---------- RECORDS PROVIDED ----------

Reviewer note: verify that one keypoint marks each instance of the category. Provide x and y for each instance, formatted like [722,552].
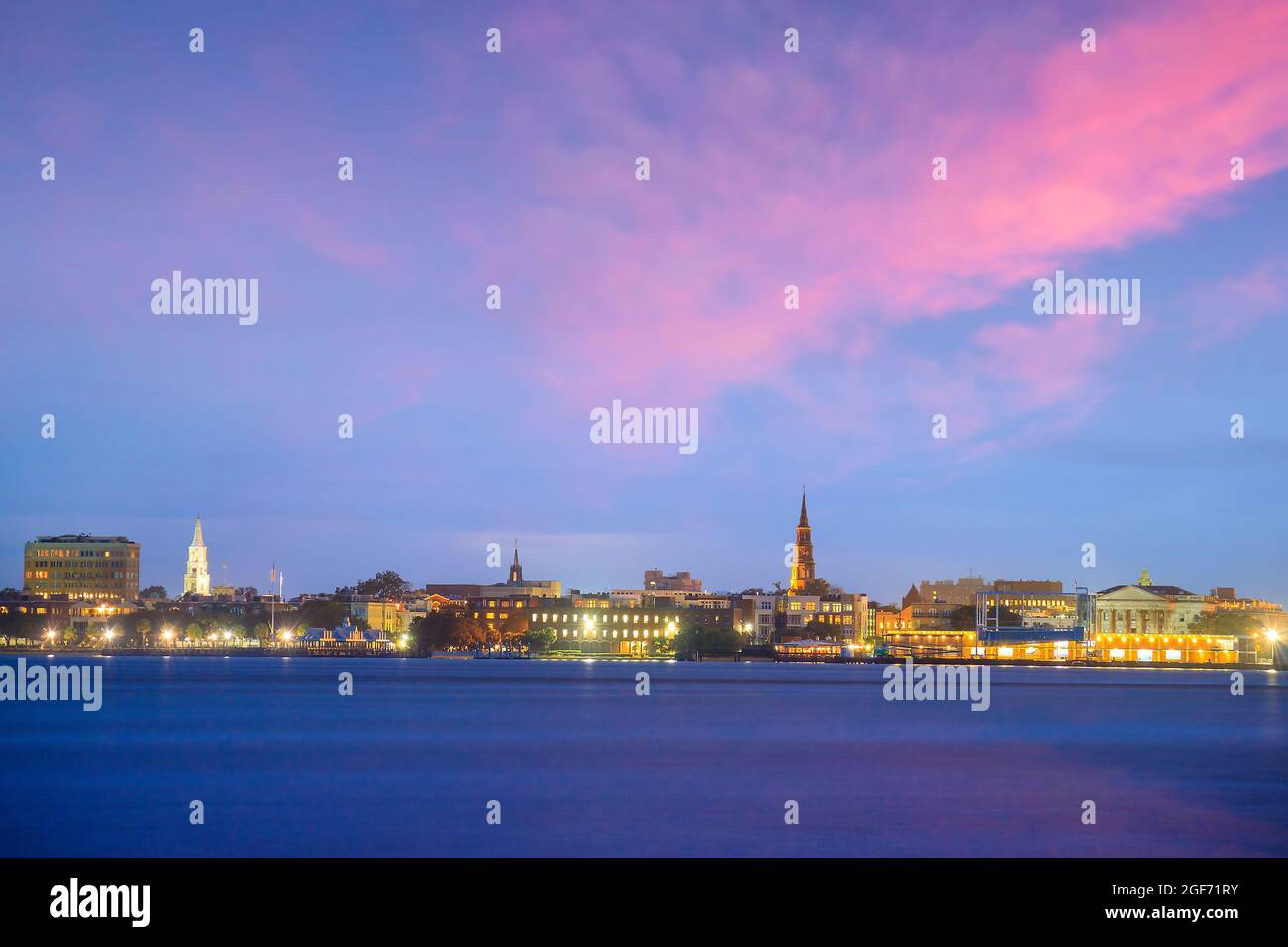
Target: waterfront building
[836,615]
[81,567]
[1157,624]
[807,650]
[678,598]
[1033,621]
[756,617]
[196,578]
[50,618]
[960,592]
[965,589]
[347,638]
[514,585]
[591,625]
[681,581]
[803,554]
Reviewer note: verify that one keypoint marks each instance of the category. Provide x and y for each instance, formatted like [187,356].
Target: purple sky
[768,167]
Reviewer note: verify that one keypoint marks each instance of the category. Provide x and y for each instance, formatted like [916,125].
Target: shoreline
[629,659]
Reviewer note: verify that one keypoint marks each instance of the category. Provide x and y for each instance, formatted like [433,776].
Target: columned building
[81,567]
[196,579]
[1158,624]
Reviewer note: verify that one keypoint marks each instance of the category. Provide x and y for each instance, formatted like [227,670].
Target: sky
[768,167]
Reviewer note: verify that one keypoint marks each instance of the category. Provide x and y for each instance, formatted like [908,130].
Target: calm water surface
[585,767]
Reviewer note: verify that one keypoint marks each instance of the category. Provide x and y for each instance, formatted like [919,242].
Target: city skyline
[494,553]
[810,169]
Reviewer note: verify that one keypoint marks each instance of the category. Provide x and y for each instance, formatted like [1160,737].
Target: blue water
[584,767]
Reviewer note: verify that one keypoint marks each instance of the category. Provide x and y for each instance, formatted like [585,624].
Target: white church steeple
[196,579]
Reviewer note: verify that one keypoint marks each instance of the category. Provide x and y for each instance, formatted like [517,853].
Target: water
[584,767]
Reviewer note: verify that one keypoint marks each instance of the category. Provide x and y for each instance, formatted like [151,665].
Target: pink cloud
[765,175]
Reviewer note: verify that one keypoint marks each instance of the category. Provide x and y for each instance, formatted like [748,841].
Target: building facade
[591,625]
[81,567]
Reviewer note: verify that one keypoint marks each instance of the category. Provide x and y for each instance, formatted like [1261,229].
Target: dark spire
[515,570]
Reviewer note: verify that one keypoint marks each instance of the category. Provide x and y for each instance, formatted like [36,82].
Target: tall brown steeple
[803,554]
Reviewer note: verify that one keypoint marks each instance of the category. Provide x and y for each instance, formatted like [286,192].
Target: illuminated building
[390,617]
[81,567]
[1157,624]
[84,617]
[196,578]
[836,615]
[590,625]
[803,554]
[681,581]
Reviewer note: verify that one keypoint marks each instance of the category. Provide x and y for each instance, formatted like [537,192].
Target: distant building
[758,616]
[346,638]
[51,618]
[588,624]
[838,616]
[960,592]
[196,578]
[514,585]
[803,554]
[81,567]
[390,617]
[681,581]
[1157,624]
[965,589]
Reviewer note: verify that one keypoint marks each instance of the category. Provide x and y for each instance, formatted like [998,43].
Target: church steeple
[803,554]
[515,570]
[196,579]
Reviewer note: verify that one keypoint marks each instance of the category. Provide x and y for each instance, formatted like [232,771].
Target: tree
[142,626]
[819,586]
[818,629]
[540,639]
[711,639]
[442,630]
[514,629]
[1227,622]
[384,585]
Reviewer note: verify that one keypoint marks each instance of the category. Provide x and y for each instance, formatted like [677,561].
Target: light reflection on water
[583,766]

----------

§ SET EXERCISE
Please swap "Target" for "Category" everywhere in the lines above and give all of them again, otherwise unchanged. Leave the pictures out.

§ RESULT
Reviewer note: verify that one keypoint marks each instance of the category. Provide x and y for each instance, formatted like [722,552].
Category: waterfront building
[836,615]
[81,567]
[1157,624]
[807,650]
[678,598]
[1033,621]
[756,617]
[196,578]
[50,618]
[960,592]
[965,589]
[347,638]
[514,585]
[591,625]
[681,581]
[803,554]
Reviewer note: verify that one keypoint marks each instance of the category. Provide x and y for each instance, formatted like [187,356].
Category: purple sky
[768,167]
Reviewer note: verify that one keypoint marks each instance of the category. Provide x and y for each instance, formatted like [916,125].
Category: shoreline
[629,659]
Reviewer note: verify that one keypoint marks each instance of the category. Provide x and y for each instance, formatted like [433,776].
Category: columned building
[81,567]
[196,579]
[1158,624]
Reviewer note: verify that one keypoint marks each instance of the category. Provide x and y for each instance, formatted like [227,670].
Category: sky
[768,167]
Reviewer note: verify that one keypoint marks each instance of the category. Provide x and y for each instance, formatted like [908,130].
Category: calm water surface
[585,767]
Reviewer note: verify that one keypoint marks each instance of the category. Provide x and y for each instance, formatted like [919,242].
Category: city skyline
[494,553]
[810,169]
Reviewer note: verify that one keypoint marks each instance of the category. Provide x and y for each instance, formatted like [1160,737].
Category: blue water
[584,767]
Reviewer note: verify that one keypoint marks each instance of the category. Provide x and y for each instance, formatted like [585,624].
Category: white church steeple
[196,579]
Reviewer note: verify that one keypoint marks each instance of the category. Provide x and y for each instance, formatted like [517,853].
Category: water
[584,767]
Reviewer note: verify that one keypoint marks each instance of the category. Provide x and y for each instance, formatted like [151,665].
Category: pink cloud
[765,175]
Reviewer note: verify that one keypoint marks each instance of the category. Provide x and y for each instance, formatted like [748,841].
Category: building facade
[591,625]
[81,567]
Reviewer note: verify that one keypoint marks each instance of the category. Provide x and y for each instance, formatted like [1261,229].
Category: dark spire
[515,570]
Reviewer note: verify that one keypoint marks each instance of the category. Provide x and y for each instance, formatted like [36,82].
Category: tall brown steeple
[803,554]
Reviewer note: verify that one keypoint marks each instance of the category. Provide x and y for each instance, formatted like [286,192].
Category: illuminated building
[390,617]
[81,567]
[1157,624]
[84,617]
[196,578]
[836,615]
[590,625]
[803,554]
[681,581]
Reviewer note: verify that one keypoint marks each instance of the category. Provide x and y for each instance, formatted like [537,192].
Category: distant building
[758,616]
[346,638]
[51,618]
[588,624]
[838,616]
[960,592]
[196,578]
[514,585]
[803,554]
[81,567]
[390,617]
[681,581]
[1157,624]
[965,589]
Reviewer note: verify that one keypoint marks each instance of the category. Provide x and y for each instance, formatted like [998,43].
Category: church steeple
[803,554]
[515,570]
[196,579]
Reviewer note: verify that one keypoint marks each instance of the category. Provide x and y for each instance, formatted like [232,771].
Category: tree
[142,626]
[819,586]
[818,629]
[540,639]
[711,639]
[442,630]
[514,629]
[1227,622]
[384,585]
Reviewer note: verify that one keypoint marks each instance of the category. Provide x and y for each instance, formatted like [677,561].
Category: light reflection on water
[583,766]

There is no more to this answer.